» WHAT YOU HAVE TO DO: Write out again the part of the records that opens at their start and closes with the line containing "412 253 447 278", both ends included, with the requests kept and the pictures left out. Shift every bounding-box coordinate in the answers by adding 149, and leave the numbers in the requests and their format samples unchanged.

::::

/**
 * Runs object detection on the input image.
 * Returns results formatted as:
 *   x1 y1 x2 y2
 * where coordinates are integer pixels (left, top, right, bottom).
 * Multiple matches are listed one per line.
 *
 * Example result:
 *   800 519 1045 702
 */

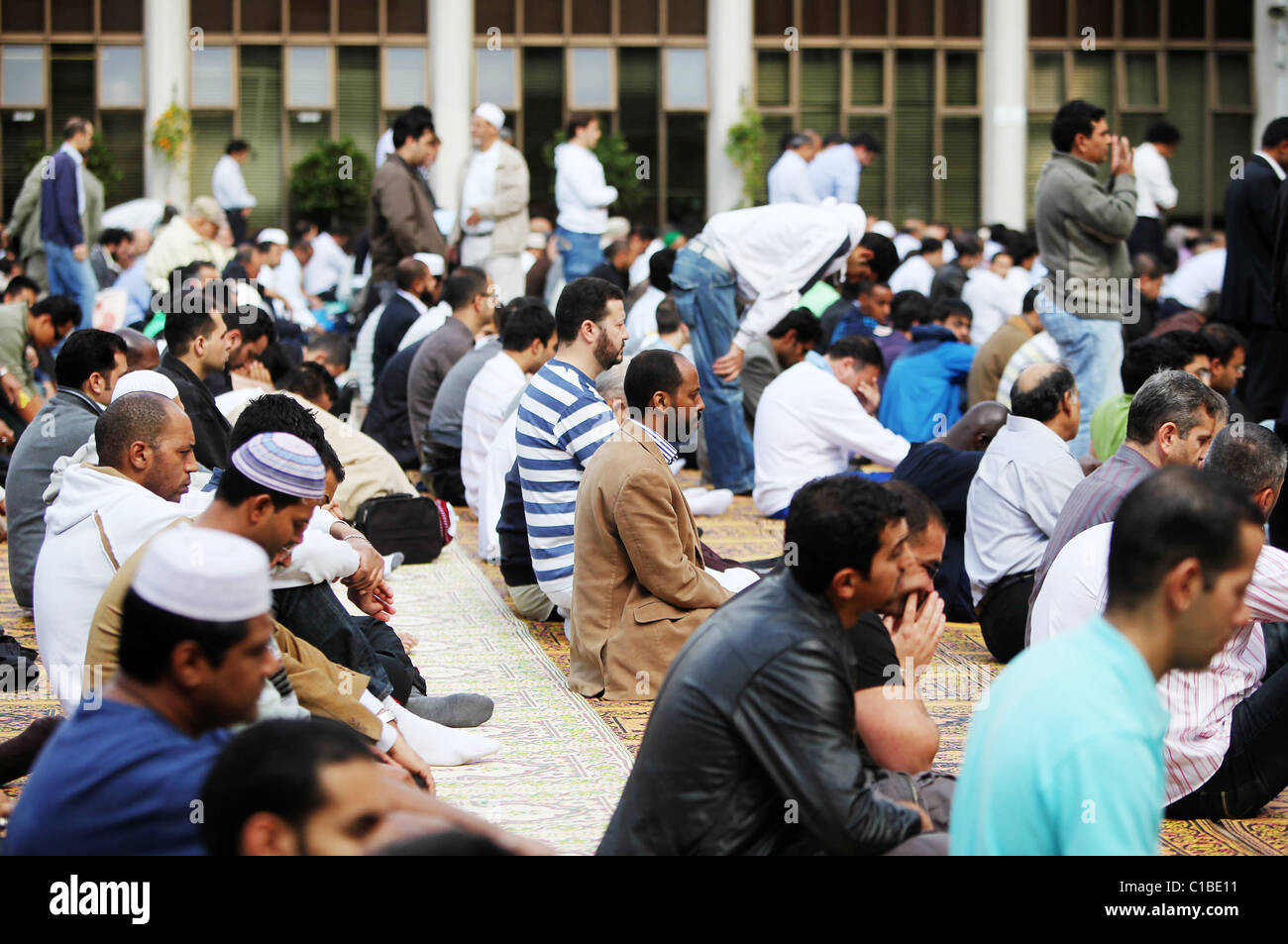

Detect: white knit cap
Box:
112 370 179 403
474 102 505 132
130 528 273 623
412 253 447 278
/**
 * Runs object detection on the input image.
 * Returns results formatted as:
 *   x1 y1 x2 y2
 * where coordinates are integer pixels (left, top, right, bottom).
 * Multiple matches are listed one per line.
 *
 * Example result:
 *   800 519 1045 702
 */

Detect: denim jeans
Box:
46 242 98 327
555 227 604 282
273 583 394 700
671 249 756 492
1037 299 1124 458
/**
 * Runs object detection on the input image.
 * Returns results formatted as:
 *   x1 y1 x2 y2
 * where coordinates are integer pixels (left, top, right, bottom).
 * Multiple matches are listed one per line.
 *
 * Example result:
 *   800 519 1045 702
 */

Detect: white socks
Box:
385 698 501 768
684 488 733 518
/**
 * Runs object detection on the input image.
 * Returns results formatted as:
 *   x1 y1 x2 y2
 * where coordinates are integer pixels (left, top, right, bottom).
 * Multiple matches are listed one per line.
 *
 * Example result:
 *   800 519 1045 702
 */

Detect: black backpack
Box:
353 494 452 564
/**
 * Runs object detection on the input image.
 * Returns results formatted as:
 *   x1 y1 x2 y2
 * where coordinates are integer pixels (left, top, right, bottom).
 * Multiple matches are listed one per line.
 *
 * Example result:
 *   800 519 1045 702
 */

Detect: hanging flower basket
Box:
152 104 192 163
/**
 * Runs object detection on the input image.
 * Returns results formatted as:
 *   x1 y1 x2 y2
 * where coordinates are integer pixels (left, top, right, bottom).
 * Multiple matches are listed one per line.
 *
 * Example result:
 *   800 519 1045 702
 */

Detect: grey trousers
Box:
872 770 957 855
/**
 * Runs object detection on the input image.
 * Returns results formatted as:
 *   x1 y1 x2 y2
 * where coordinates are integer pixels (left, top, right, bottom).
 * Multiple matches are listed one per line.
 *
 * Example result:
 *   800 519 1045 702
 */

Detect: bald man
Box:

::::

» CORRECT RESULT:
/**
 * Runs object detection on the input image.
 * Returns results formatted as:
 *   x1 y1 x2 y2
 * where coordinates are integer pixels (left, top, right, bottom).
 * Multiple matches are listed one per line.
 *
 * Example result:
 *   800 519 1045 702
 */


Detect: white knit cap
Box:
261 519 328 552
623 251 654 281
279 677 422 772
561 402 596 427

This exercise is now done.